▼▼▼
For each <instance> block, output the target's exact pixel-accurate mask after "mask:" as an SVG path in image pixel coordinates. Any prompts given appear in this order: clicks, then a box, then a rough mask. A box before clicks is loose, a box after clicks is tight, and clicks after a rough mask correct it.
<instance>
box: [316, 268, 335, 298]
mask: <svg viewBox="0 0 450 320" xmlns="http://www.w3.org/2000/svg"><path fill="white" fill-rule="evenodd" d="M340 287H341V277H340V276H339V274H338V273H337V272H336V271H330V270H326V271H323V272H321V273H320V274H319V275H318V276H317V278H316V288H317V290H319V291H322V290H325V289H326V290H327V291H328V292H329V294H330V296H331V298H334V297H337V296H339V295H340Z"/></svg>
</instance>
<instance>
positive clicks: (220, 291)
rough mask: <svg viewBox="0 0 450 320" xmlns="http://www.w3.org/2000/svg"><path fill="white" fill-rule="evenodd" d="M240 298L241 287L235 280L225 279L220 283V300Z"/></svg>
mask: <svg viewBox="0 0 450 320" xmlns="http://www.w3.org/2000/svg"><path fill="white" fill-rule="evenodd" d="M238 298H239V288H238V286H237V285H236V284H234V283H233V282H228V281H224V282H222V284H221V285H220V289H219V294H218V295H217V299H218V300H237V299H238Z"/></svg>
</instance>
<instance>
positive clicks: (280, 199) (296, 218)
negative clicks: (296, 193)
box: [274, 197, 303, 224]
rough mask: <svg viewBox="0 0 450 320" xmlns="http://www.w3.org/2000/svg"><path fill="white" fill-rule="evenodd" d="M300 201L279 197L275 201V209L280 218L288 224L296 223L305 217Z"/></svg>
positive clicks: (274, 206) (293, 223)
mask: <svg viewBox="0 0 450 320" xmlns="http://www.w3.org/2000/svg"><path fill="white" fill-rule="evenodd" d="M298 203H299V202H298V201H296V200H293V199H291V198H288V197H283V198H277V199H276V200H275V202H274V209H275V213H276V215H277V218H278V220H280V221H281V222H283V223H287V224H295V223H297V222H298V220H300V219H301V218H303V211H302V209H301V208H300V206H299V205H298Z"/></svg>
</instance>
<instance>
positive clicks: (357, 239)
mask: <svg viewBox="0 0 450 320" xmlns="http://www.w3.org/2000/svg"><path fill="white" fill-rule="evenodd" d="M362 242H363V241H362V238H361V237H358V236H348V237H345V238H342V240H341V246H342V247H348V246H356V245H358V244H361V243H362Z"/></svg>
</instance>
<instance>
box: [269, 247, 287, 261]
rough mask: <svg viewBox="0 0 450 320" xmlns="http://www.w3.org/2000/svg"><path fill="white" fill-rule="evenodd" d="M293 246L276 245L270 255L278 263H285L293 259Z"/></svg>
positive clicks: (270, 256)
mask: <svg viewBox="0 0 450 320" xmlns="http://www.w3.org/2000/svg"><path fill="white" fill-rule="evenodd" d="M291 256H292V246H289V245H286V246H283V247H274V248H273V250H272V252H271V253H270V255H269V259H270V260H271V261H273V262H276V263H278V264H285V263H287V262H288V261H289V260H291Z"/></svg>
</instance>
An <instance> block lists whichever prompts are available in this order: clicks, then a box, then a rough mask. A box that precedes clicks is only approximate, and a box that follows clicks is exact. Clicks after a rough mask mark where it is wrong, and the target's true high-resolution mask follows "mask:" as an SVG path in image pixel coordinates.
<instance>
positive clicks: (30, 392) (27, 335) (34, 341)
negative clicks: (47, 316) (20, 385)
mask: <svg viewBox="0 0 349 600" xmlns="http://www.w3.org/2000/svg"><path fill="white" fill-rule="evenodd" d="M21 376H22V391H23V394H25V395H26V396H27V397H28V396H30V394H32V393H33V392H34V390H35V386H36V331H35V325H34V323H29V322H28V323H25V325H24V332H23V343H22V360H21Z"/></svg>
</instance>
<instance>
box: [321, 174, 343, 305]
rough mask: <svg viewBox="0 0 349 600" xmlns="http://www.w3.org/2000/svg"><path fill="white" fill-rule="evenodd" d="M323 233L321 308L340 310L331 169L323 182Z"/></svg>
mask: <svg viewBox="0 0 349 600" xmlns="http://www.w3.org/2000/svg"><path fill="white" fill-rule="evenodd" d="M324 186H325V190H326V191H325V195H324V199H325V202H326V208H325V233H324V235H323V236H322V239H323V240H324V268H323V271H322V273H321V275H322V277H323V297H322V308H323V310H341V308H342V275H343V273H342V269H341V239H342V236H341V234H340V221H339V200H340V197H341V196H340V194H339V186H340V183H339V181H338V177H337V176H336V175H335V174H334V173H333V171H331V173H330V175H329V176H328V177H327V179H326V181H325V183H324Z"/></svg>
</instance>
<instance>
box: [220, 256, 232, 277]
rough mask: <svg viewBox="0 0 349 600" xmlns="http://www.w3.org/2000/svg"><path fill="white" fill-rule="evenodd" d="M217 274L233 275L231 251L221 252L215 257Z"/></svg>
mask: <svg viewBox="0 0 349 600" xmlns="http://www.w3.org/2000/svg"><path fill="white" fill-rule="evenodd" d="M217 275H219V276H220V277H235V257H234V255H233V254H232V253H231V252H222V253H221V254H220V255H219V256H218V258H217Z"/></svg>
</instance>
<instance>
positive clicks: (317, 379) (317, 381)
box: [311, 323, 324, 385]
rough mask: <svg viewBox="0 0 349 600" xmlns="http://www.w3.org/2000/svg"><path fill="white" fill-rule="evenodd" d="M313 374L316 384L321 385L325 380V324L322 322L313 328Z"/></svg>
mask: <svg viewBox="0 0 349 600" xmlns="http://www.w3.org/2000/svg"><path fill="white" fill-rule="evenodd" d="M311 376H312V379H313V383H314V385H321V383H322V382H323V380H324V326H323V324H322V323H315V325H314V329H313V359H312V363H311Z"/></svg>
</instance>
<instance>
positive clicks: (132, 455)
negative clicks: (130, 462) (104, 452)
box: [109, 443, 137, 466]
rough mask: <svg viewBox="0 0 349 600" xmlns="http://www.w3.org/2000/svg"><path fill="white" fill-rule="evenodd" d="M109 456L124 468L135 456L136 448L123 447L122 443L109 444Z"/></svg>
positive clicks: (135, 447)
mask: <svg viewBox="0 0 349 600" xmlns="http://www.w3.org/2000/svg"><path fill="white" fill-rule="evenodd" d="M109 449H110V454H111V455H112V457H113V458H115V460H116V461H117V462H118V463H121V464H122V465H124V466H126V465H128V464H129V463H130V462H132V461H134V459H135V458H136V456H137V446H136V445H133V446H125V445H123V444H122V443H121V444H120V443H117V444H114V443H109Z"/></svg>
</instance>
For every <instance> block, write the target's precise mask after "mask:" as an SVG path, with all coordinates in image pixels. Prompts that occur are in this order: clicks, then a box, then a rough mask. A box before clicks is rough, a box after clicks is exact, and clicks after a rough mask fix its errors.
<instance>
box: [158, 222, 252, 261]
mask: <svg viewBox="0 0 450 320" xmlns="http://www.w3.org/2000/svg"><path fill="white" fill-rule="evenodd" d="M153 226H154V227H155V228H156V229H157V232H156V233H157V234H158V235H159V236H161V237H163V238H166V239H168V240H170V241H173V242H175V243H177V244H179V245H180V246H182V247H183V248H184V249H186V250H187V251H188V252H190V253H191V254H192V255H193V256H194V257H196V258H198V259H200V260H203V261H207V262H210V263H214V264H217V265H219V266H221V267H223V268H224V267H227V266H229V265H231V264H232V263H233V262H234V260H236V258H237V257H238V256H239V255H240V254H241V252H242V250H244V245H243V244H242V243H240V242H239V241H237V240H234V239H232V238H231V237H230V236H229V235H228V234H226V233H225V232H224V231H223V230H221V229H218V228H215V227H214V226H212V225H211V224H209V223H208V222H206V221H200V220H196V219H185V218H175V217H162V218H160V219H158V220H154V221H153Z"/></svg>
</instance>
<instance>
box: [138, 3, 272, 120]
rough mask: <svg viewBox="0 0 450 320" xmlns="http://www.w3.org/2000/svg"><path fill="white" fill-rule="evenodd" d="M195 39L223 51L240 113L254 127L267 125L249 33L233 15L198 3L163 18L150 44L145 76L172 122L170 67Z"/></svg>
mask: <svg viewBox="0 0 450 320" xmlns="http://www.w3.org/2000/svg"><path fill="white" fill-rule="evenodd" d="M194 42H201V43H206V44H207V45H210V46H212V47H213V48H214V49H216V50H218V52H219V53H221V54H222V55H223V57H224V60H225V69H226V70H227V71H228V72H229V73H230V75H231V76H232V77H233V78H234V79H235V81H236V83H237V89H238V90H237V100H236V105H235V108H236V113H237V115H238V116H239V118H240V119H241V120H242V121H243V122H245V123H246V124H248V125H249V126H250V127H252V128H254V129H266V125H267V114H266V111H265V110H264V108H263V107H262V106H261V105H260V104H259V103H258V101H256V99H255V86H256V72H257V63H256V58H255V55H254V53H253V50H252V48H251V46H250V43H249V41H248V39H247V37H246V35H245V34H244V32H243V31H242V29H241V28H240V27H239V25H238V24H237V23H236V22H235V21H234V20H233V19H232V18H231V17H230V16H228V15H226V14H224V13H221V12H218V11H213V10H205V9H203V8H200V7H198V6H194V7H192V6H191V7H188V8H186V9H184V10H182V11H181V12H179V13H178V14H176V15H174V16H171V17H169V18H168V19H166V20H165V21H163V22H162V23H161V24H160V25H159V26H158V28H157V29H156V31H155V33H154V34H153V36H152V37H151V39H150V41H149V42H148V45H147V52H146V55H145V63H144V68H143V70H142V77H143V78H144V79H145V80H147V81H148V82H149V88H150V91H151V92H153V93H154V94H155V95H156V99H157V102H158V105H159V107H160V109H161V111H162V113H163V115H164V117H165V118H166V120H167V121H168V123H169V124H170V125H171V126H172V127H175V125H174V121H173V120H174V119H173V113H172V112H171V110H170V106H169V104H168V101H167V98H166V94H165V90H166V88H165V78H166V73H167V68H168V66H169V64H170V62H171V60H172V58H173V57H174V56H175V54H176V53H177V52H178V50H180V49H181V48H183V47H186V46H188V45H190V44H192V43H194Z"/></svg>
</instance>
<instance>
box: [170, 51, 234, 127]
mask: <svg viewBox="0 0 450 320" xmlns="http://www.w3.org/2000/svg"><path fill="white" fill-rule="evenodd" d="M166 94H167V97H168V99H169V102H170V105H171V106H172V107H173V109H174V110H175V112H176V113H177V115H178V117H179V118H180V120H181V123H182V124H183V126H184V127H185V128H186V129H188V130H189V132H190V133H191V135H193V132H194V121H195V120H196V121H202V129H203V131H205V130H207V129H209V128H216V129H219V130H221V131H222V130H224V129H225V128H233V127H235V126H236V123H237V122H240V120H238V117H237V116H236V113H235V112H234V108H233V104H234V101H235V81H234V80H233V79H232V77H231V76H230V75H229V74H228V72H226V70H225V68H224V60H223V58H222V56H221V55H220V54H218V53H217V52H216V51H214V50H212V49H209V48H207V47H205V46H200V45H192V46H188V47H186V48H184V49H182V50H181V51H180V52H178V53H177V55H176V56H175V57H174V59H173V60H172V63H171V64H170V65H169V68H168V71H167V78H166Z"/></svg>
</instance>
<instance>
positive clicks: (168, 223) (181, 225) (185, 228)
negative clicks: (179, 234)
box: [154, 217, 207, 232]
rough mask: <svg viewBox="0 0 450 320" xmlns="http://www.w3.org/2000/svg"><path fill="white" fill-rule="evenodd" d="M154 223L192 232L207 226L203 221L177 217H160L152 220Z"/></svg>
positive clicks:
▲▲▲
* **What the exercise asks**
Lay out the material as a Markdown table with columns Row and Line, from the line with "223L192 232L207 226L203" through the end of the material, both included. Put a row number and the full line in each row, and skip blank lines.

* **Written answer**
| Row | Line |
|---|---|
| 1 | rough mask: <svg viewBox="0 0 450 320" xmlns="http://www.w3.org/2000/svg"><path fill="white" fill-rule="evenodd" d="M154 223L192 232L207 226L203 221L177 217H160L152 220Z"/></svg> |
| 2 | positive clicks: |